◆ Given problem
Convert the part of the entries below that opens with the line containing "Each instance of the bell" and runs through the last line of the entries into a Markdown table with the columns Row and Line. Number each line in the Row column, and leave out blank lines.

======== Records for the task ========

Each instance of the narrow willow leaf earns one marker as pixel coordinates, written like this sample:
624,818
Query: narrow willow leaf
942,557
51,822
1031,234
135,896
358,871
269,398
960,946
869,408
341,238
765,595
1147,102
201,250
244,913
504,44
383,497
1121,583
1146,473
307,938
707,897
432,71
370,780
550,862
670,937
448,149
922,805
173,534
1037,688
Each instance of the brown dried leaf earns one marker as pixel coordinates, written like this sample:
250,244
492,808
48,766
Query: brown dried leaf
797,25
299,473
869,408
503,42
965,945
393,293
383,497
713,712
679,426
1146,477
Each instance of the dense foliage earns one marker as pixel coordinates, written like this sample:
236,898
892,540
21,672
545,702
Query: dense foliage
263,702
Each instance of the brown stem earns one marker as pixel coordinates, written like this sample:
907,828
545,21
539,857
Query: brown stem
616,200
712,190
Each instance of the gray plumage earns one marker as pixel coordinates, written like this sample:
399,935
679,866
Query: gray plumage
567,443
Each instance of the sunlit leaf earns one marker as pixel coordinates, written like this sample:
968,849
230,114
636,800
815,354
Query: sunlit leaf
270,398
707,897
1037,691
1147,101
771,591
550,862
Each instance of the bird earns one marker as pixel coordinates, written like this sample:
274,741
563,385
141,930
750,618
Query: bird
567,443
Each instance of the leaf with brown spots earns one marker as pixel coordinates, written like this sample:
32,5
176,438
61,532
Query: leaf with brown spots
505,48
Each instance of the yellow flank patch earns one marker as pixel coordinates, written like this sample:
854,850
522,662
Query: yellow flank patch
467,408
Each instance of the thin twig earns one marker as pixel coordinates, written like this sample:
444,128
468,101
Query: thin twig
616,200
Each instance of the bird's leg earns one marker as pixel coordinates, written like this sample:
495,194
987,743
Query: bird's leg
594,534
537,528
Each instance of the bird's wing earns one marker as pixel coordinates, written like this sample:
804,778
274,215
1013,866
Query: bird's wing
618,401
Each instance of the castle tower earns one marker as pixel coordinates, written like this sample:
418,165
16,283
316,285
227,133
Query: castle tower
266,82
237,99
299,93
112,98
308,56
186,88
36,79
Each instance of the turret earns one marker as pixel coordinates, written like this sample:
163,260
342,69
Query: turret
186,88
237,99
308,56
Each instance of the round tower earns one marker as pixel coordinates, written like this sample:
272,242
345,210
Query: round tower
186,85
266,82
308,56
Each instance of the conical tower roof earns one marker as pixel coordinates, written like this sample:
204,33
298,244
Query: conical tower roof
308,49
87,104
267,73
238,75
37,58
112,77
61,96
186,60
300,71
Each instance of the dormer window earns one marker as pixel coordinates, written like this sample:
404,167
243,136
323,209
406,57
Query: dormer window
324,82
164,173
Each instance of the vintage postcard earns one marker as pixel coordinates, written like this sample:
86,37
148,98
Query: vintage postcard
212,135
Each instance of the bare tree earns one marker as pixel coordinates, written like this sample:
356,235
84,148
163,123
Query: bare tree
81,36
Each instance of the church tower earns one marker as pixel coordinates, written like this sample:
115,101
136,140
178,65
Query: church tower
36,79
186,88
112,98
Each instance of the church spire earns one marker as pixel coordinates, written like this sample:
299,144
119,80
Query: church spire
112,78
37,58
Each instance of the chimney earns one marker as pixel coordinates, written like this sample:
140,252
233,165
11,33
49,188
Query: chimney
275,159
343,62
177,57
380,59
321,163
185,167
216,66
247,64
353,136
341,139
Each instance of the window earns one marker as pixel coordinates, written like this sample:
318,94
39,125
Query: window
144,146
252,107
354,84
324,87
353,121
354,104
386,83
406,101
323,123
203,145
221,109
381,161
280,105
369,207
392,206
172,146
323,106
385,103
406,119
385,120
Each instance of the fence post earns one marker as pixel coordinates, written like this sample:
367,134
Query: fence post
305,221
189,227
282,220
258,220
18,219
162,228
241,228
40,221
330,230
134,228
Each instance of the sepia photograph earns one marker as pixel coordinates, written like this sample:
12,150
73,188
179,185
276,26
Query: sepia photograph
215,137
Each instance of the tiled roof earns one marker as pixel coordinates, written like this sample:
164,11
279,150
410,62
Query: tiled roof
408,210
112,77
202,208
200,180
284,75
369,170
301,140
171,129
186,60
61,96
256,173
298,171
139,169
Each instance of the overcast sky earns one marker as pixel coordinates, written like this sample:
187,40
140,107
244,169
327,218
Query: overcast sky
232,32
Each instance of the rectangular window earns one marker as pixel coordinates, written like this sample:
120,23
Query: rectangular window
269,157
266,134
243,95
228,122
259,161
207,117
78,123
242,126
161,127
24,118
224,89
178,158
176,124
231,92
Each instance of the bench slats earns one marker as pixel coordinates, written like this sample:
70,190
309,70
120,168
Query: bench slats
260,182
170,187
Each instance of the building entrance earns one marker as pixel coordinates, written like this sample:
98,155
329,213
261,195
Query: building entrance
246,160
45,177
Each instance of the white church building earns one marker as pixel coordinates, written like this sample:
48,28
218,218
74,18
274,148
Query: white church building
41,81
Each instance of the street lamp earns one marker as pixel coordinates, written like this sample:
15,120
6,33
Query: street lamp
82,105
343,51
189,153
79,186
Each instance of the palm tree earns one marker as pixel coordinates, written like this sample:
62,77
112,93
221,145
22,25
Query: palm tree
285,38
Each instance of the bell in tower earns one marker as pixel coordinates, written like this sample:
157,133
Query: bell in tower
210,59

========

◆ Written solution
| Row | Line |
|---|---|
| 1 | Each instance of the bell in tower earns one marker as pixel coordinates, written like this sample: |
| 2 | 157,133 |
| 3 | Query: bell in tower |
| 4 | 210,59 |